======== TEXTE À ANALYSER

On peut ensuite discuter d’un plan qui passe à coté du réel problème posé au pays et dire tranquillement que si l’on pense vraiment à la nécessité de réindustrialiser le pays, il faut abandonner l’idée du cocktail. Il faut regarder, pour une fois, les choses en face. La France est devenue un État bureaucratique qui impose et règlemente au point que son industrie, pour rester compétitive, doit soit émigrer, soit être possédée par des propriétaires qui ne veulent pas gagner d’argent.
Non seulement l’entreprise est imposée plus que partout ailleurs, mais elle doit subir l’inquisition permanente d’une armée de fonctionnaires chargés de faire respecter lois et décrets de plus en plus pondéreux et incompréhensibles. En trente ans, on a fait disparaître la moitié de notre secteur de production, mais cela continue.
La première idée d’une «relance» serait de diminuer la pression fiscale et de demander aux administrations d’aider les entreprises à se conformer aux règlementations et non de chercher à les punir. Nos impôts de production sont aux alentours de 80 milliards d’euros, ils sont quasiment inconnus chez nos voisins, cela nous conduit à 3,6% de charges en plus de tous nos confrères. Commençons par là plutôt que de nous chanter la messe avec une baisse l’année prochaine de 10 milliards, nous serons toujours avec 3,2% de trop.
«La définition de la folie, c’est de refaire toujours la même chose et d’espérer des résultats différents»
Ensuite les normes et règlements permettant de respecter l’environnement et la santé, le travail, la vie sociale… sont parfaitement légitimes mais on ne peut pas vouloir produire en France et ne plus avoir d’usines parce qu’elles sont sales et que les patrons ne sont pas toujours aimables. Il faut supposer que les chefs d’entreprises aient envie de faire de bons produits, satisfaisant les clients, utiles à la société, respectant la santé et l’épanouissement de leur personnel… On ne peut pas poursuivre dans la République du soupçon permanent!

================
======== ENREGISTREMENTS FOURNIS

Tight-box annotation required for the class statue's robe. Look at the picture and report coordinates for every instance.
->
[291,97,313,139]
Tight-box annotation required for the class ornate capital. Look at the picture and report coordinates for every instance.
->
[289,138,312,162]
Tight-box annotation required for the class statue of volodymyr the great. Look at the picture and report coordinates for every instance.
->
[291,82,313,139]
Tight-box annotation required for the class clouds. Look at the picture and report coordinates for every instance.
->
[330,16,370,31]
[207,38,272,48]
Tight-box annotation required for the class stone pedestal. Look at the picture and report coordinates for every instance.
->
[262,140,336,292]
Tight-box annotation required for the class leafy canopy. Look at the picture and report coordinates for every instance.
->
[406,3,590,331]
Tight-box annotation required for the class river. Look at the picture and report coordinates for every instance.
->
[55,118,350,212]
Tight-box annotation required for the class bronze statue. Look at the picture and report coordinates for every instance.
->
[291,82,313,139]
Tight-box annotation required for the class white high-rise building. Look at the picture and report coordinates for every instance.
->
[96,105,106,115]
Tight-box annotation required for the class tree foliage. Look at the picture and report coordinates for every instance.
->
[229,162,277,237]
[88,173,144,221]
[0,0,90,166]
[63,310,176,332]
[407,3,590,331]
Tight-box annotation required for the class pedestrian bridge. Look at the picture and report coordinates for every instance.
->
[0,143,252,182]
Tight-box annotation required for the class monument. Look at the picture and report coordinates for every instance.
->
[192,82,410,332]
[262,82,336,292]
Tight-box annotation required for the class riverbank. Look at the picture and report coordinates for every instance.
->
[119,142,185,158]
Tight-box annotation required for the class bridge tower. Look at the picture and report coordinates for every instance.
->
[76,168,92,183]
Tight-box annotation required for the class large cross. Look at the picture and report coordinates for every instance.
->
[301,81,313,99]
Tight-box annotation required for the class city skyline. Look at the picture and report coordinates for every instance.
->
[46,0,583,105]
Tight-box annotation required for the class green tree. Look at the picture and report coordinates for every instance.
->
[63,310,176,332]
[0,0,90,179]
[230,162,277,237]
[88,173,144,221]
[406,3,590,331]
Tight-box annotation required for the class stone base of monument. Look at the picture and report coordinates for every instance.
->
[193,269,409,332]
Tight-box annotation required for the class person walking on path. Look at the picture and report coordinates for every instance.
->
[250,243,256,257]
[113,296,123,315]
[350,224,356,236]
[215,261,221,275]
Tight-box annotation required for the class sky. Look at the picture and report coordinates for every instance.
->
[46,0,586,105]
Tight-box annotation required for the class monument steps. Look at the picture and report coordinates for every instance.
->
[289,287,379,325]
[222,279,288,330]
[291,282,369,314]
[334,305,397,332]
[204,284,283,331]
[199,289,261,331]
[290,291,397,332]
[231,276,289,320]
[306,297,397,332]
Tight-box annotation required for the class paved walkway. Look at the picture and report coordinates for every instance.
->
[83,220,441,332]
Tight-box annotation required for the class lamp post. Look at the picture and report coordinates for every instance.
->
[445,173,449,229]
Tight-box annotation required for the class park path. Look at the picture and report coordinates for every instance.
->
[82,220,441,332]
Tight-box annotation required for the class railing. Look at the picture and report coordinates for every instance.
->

================

▶ _LISTE DES ACTIVITÉS_:
A - Condensez sous forme de liste le paragraphe du texte à analyser qui commence par « La première idée d’une «relance» », en conservant ses faits principaux.
B - Recopiez sans modification le passage du texte à analyser allant de «Ensuite les normes» jusqu’à «du soupçon permanent!» inclus.

▶ _VOS RÉPONSES ÉCRITES_:
A -
- Une « relance » devrait d’abord réduire la pression fiscale et amener les administrations à aider les entreprises à respecter les règlementations plutôt qu’à les punir.
- Les impôts de production avoisinent 80 milliards d’euros, alors qu’ils sont quasiment inconnus chez nos voisins.
- Ils représentent 3,6 % de charges de plus que pour tous nos confrères.
- La baisse de 10 milliards prévue l’année prochaine laisserait encore un excédent de 3,2 %.

B -
Ensuite les normes et règlements permettant de respecter l’environnement et la santé, le travail, la vie sociale… sont parfaitement légitimes mais on ne peut pas vouloir produire en France et ne plus avoir d’usines parce qu’elles sont sales et que les patrons ne sont pas toujours aimables. Il faut supposer que les chefs d’entreprises aient envie de faire de bons produits, satisfaisant les clients, utiles à la société, respectant la santé et l’épanouissement de leur personnel… On ne peut pas poursuivre dans la République du soupçon permanent!